• [Exercise requirements]
1) Answer these questions using the hockey article:
(a) What was the final score of Saturday's game, and which team won?
(b) How many regular-season games did Backstrom miss, and why?
(c) Which Rangers rookie accidentally sent the puck to Ovechkin's stick before his first goal?
2) Print word for word the part of the hockey article that begins at the words "These days, the" and stops after the words "in the net.".

[Start of Source excerpt]

WASHINGTON -- Back a few seasons ago, when Alex Ovechkin, Nicklas Backstrom and Mike Green were helping the Washington Capitals finally start to emerge from years of rebuilding with a go-go, attacking style, the team promoted its high-scoring core group with the slogan, "Young Guns."
These days, the Capitals are succeeding in the playoffs with a more conservative, defensive-minded style -- and it still never hurts when the best of the best put the puck in the net.
Defenseman Green's slap shot on a power play with 5:48 left in regulation was the go-ahead goal, and Ovechkin and Backstrom scored Saturday, too, lifting the Capitals to a 3-2 victory over the top-seeded New York Rangers that tied their Eastern Conference semifinal series at two games apiece.
When the bygone marketing tag was mentioned in the loud Capitals locker room afterward, the 26-year-old Green repeated the reporter's words, saying with a wry smirk: "Young Guns? Not so young anymore. But we needed to step up."
According to STATS LLC, it was the 13th time in their Capitals careers -- all were first-round draft picks -- that Ovechkin, Backstrom and Green scored in the same game, but first in any postseason. Washington's record in those games? Not surprisingly, 13-0. That trio last tallied together on Oct. 30, 2010, STATS said.
"People have been talking about (how) we need to step up," said Backstrom, who missed 40 games in the regular season with a concussion and hadn't scored since Game 2 of the opening round against Boston. "If you work hard, good things happen to you somebody told me."
Ovechkin made it 1-0 about 12½ minutes into the game with a 40-foot slap shot after Rangers rookie Chris Kreider accidentally sent the puck to the two-time NHL MVP's stick. In the second period, Ovechkin's skates left the ice as he delivered a high hit to defenseman Dan Girardi, a play that resulted in a charging penalty against the Russian wing and could draw attention from the league office.
"My head's kind of there," Girardi said, "and he hits it."
Ovechkin, treated for a bloody upper lip in the third period, said he was trying to protect himself and thought he caught Girardi in the shoulder, not the head.

[End of Source excerpt]
[Start of Source material]

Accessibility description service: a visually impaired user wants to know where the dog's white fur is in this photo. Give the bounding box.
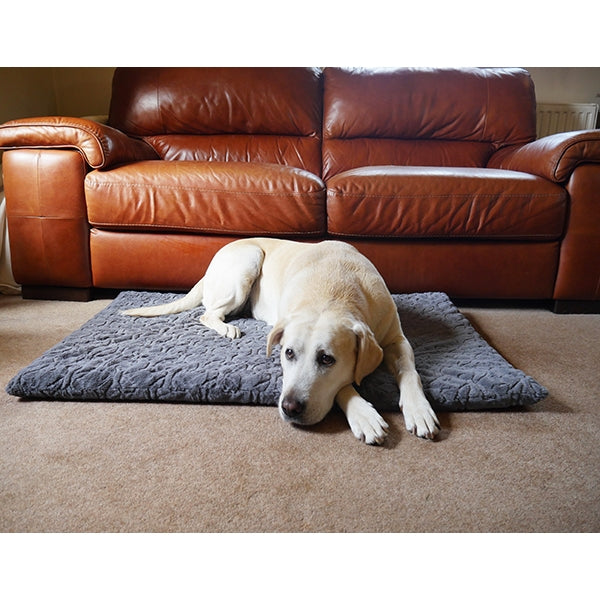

[End of Source material]

• [Outputs in order]
1)
(a) The Washington Capitals won 3-2 over the New York Rangers.
(b) He missed 40 games because of a concussion.
(c) Chris Kreider.

2)
These days, the Capitals are succeeding in the playoffs with a more conservative, defensive-minded style -- and it still never hurts when the best of the best put the puck in the net.